GIVEN INSTRUCTION A =>
Answer these questions using the GPU voltage excerpt that follows, one answer per line:
(i) In what unit are voltage values returned?
(ii) What does VDDGFX stand for?
(iii) What type does the metric parameter have?

SOURCE EXCERPT =>
**********
Get voltage metric for a specific voltage rail on the GPU.
Retrieves voltage readings from GPU power rails. Voltage values are returned
in millivolts (mV).
Parameters:
- processor_handle (processor_handle): Handle for the GPU device to query
- sensor_type (AmdSmiVoltageType): The voltage rail to read from.
Available voltage types:
- VDDGFX: GPU graphics voltage (core voltage)
- VDDBOARD: Board voltage
- INVALID: Invalid voltage type (used for error handling)
- metric (AmdSmiVoltageMetric): The voltage metric to retrieve.
**********
[Records in a dataset]

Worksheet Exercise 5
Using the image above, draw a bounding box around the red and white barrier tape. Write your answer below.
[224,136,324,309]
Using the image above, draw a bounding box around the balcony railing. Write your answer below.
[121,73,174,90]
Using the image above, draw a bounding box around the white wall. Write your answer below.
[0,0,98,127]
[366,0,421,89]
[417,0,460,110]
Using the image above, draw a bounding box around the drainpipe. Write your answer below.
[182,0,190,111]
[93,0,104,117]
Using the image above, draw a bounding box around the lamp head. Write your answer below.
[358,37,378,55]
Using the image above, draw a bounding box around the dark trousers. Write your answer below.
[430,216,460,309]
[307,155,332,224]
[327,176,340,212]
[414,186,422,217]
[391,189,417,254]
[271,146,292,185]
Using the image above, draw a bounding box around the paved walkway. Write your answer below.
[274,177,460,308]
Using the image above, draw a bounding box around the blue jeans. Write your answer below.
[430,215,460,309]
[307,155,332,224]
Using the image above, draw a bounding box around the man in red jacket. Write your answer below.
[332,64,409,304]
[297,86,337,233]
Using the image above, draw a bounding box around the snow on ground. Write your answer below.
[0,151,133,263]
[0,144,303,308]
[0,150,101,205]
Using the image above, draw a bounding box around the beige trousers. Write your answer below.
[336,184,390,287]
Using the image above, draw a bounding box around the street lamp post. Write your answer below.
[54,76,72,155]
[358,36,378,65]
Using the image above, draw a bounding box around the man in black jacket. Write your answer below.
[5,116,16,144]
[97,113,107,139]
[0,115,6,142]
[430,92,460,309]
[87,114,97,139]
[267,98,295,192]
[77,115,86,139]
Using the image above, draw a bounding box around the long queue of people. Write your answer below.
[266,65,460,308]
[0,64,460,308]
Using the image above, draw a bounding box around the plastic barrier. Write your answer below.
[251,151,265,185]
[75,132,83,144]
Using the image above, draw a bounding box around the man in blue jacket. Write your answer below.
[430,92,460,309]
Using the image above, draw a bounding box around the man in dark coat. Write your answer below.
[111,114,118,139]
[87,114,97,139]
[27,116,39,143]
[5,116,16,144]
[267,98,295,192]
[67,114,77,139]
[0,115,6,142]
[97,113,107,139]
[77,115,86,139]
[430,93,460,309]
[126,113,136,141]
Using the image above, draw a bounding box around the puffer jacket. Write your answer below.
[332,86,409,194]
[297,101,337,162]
**********
GIVEN INSTRUCTION B =>
Rename "trousers" to "pants" in the entries from the line with "Using the image above, draw a bounding box around the dark" to the line with "[358,36,378,65]", and return only those lines with nothing else changed.

EXERCISE RESULT A =>
(i) Millivolts (mV)
(ii) GPU graphics voltage (core voltage)
(iii) AmdSmiVoltageMetric

EXERCISE RESULT B =>
Using the image above, draw a bounding box around the dark pants. Write your answer below.
[430,216,460,309]
[307,155,332,224]
[327,176,340,212]
[414,186,422,217]
[391,189,417,254]
[271,146,292,185]
Using the image above, draw a bounding box around the paved walkway. Write your answer below.
[274,177,460,308]
Using the image above, draw a bounding box around the blue jeans. Write your answer below.
[430,215,460,309]
[307,155,332,224]
Using the image above, draw a bounding box around the man in red jacket. Write your answer below.
[332,64,409,304]
[297,86,337,233]
Using the image above, draw a bounding box around the snow on ground. Write your answer below.
[0,151,133,263]
[0,144,303,308]
[0,150,101,205]
Using the image above, draw a bounding box around the beige pants. Write your answer below.
[336,184,390,287]
Using the image above, draw a bounding box around the street lamp post. Write your answer below.
[54,76,72,155]
[358,36,378,65]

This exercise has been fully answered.